— To do —
1. Do these statements agree with the blackberry text? (a) The leaves are dark green on top and light green below. (b) The flowers typically have six petals. (c) New shoots start off rounded and woody. For each, answer yes or no and quote the deciding words.
2. Could you repeat, word for word, the part of the blackberry text that opens with the words containing "The spear shaped" and closes with "light green below."?
*** Given passage Section Begins ***
Blackberry / Spring / Summer / Autumn / Edible
How to Identify Blackberries and Brambles
The stem of this plant contains many thorns and spikes, it’s almost impossible to walk through brambles and it’s fairly common to catch or even rip clothing when around brambles.
Range and Distribution
A type or hybrid of blackberry can be found all over the world in places such as Australia, Asia, Europe, the UK, North and South America, China and Russia.
Roadsides, verges, broadleaf woodland, hedgerows, gardens, canals, paths, railway sides, parks, almost everywhere.
This scrambling shrub grows from 50cm-2ms in length, the length of the plants strong stem contains many thorns giving it its name “bramble”. The stems new shoots start off in a star shape with a soft centre, turning more rounded and woody as they get older.
The spear shaped leaves grow from 5-10cm, each containing 3-5 main teeth, being jagged along their whole edge. They’re dark green on top and light green below.
The flowers are 2-3cms across, typically white to pink and contain 5 petals, flowering in bunches of up to 10.
*** Given passage Section Ends ***
*** Excerpted records Section Begins ***
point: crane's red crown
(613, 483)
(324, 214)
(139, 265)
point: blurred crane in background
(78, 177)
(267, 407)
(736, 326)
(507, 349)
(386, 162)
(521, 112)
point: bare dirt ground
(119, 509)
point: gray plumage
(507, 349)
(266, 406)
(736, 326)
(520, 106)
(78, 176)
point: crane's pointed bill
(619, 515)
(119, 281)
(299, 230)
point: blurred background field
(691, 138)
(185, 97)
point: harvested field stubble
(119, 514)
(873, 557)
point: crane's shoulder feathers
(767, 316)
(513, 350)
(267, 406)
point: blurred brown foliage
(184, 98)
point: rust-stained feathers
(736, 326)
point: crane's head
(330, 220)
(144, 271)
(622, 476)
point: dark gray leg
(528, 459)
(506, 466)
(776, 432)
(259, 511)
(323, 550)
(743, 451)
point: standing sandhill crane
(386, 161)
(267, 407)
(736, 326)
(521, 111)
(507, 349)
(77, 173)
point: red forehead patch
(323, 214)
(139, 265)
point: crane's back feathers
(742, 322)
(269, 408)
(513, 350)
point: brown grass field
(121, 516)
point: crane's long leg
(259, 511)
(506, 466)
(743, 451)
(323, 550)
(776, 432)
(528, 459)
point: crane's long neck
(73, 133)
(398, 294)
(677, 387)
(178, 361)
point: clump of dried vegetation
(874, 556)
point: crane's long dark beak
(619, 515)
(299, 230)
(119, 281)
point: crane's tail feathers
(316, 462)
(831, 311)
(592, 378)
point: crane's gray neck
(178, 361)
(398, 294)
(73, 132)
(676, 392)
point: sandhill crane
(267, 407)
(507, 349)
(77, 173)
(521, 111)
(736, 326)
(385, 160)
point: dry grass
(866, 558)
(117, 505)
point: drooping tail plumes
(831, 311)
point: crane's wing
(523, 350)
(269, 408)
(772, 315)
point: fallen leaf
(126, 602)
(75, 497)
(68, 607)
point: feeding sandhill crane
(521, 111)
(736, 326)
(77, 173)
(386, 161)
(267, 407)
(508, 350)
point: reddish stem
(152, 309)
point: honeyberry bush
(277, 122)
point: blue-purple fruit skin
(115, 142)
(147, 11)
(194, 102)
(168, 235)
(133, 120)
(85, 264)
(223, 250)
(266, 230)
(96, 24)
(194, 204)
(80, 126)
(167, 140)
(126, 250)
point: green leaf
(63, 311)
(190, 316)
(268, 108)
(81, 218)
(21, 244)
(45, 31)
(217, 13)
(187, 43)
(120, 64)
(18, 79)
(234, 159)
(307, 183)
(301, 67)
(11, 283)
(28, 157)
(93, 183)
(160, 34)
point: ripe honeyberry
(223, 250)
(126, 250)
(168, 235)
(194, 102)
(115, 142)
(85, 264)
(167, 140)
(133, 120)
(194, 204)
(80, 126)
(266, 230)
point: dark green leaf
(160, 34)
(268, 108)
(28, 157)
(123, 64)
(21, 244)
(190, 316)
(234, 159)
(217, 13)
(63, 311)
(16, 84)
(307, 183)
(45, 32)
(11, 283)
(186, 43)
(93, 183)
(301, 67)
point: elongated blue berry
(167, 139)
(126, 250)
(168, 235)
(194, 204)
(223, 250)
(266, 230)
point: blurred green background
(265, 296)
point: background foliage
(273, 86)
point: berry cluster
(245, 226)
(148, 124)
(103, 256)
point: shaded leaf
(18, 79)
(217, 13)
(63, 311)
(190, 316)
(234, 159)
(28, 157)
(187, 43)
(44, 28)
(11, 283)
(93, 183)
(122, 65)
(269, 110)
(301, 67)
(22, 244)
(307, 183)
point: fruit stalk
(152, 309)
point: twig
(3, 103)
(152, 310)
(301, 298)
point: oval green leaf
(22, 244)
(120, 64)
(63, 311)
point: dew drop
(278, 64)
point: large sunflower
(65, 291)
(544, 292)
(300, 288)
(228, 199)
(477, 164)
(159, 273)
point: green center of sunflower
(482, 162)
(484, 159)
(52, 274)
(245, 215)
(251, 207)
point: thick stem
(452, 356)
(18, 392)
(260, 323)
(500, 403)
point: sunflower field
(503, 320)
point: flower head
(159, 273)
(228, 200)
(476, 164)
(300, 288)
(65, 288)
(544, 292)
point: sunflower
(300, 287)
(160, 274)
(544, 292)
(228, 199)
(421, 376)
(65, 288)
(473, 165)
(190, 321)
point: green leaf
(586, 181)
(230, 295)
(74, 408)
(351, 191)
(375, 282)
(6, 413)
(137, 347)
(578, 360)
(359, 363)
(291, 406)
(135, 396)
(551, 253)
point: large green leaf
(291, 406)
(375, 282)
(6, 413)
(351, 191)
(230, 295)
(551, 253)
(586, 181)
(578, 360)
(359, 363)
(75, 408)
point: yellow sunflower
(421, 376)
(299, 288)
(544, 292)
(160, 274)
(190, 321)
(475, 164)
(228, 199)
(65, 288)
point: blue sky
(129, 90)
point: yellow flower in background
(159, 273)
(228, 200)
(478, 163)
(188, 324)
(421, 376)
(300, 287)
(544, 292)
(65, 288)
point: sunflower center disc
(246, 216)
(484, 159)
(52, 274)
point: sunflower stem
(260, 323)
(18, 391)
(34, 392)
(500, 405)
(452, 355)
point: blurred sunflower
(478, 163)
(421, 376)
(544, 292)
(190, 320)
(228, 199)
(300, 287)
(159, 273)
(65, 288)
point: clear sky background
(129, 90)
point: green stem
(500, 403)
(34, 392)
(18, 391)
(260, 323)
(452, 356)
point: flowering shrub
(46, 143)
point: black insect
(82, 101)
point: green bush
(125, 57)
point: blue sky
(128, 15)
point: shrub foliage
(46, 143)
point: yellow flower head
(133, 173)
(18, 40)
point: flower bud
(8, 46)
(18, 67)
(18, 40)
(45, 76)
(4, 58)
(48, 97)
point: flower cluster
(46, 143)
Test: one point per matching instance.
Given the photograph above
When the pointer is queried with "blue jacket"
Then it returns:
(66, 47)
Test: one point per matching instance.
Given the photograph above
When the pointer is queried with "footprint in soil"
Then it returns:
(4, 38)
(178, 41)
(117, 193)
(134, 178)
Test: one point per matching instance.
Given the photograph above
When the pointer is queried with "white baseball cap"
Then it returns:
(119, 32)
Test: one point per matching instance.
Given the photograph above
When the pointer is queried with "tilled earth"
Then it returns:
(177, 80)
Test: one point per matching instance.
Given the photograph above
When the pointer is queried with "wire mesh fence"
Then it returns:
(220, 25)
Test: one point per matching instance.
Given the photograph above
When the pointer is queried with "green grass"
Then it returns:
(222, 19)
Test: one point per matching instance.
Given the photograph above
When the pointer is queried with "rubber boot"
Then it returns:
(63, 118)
*** Excerpted records Section Ends ***
*** Excerpted records Section Begins ***
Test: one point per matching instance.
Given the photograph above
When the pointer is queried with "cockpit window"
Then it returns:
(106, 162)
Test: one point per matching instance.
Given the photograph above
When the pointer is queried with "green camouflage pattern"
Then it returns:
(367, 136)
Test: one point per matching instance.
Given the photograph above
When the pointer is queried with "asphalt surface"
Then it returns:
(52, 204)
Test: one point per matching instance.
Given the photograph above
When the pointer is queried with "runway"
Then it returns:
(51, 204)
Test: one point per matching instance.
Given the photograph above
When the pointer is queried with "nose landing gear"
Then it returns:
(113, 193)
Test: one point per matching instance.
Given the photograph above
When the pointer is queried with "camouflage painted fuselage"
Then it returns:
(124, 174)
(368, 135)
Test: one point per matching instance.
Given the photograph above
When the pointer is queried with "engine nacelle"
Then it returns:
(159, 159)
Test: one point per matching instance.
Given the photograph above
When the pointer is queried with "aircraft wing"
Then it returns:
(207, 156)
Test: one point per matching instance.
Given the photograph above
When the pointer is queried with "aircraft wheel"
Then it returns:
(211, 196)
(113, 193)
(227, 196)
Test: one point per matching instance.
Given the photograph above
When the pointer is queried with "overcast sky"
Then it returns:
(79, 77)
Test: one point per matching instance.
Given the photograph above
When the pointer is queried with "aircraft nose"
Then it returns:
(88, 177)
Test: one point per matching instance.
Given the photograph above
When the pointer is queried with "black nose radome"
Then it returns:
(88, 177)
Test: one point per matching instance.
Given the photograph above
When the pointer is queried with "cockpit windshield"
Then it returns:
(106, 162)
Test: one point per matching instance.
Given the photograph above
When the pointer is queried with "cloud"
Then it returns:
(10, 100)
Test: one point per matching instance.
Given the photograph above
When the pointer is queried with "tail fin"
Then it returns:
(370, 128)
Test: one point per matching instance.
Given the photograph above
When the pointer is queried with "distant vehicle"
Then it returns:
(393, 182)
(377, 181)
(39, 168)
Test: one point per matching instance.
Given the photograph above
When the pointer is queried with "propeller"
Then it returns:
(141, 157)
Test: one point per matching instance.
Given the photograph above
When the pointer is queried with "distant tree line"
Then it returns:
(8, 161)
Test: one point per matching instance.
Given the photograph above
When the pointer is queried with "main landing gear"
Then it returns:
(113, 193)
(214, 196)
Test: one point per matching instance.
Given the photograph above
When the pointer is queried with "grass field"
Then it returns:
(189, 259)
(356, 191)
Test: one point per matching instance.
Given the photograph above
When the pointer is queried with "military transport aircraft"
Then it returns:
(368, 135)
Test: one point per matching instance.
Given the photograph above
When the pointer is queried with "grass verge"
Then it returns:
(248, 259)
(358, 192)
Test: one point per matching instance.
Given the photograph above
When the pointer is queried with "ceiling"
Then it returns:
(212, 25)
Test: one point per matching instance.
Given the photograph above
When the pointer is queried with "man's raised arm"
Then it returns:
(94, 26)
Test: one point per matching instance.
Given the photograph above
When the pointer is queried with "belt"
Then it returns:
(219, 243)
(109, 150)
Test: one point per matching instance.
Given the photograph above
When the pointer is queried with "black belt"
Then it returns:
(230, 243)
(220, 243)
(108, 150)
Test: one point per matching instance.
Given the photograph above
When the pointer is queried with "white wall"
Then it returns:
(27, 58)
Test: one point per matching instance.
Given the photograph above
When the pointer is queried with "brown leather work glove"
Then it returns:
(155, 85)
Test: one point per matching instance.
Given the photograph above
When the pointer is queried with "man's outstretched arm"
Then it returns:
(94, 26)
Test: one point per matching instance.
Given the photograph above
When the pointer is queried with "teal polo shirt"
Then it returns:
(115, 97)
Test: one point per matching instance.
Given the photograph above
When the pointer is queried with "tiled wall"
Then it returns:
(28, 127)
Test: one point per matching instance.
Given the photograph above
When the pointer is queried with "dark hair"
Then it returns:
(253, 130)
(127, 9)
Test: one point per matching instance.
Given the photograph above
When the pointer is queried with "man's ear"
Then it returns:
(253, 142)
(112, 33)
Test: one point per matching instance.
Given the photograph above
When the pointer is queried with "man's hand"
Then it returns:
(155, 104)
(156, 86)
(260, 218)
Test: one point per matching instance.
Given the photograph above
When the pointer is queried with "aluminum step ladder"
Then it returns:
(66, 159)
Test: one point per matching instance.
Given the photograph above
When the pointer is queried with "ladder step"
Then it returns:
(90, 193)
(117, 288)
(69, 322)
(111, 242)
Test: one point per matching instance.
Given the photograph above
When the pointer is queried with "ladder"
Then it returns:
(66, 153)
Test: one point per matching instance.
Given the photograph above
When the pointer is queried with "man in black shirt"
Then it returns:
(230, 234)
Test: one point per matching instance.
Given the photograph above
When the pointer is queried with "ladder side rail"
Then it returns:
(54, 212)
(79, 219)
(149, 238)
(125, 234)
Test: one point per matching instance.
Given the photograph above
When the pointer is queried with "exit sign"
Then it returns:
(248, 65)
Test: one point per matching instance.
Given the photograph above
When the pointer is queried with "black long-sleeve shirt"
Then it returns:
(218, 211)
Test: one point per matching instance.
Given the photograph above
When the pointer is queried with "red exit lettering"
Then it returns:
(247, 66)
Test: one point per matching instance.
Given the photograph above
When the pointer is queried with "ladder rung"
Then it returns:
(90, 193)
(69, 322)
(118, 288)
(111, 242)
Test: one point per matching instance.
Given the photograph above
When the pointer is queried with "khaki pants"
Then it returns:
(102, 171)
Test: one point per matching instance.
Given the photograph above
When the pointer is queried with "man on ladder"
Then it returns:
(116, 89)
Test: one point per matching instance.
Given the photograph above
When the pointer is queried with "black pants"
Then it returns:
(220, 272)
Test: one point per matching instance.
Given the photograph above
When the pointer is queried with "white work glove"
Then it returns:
*** Excerpted records Section Ends ***
— Answer section —
1.
(a) Yes: "They’re dark green on top and light green below."
(b) No: "contain 5 petals"
(c) No: "The stems new shoots start off in a star shape with a soft centre, turning more rounded and woody as they get older."

2.
The spear shaped leaves grow from 5-10cm, each containing 3-5 main teeth, being jagged along their whole edge. They’re dark green on top and light green below.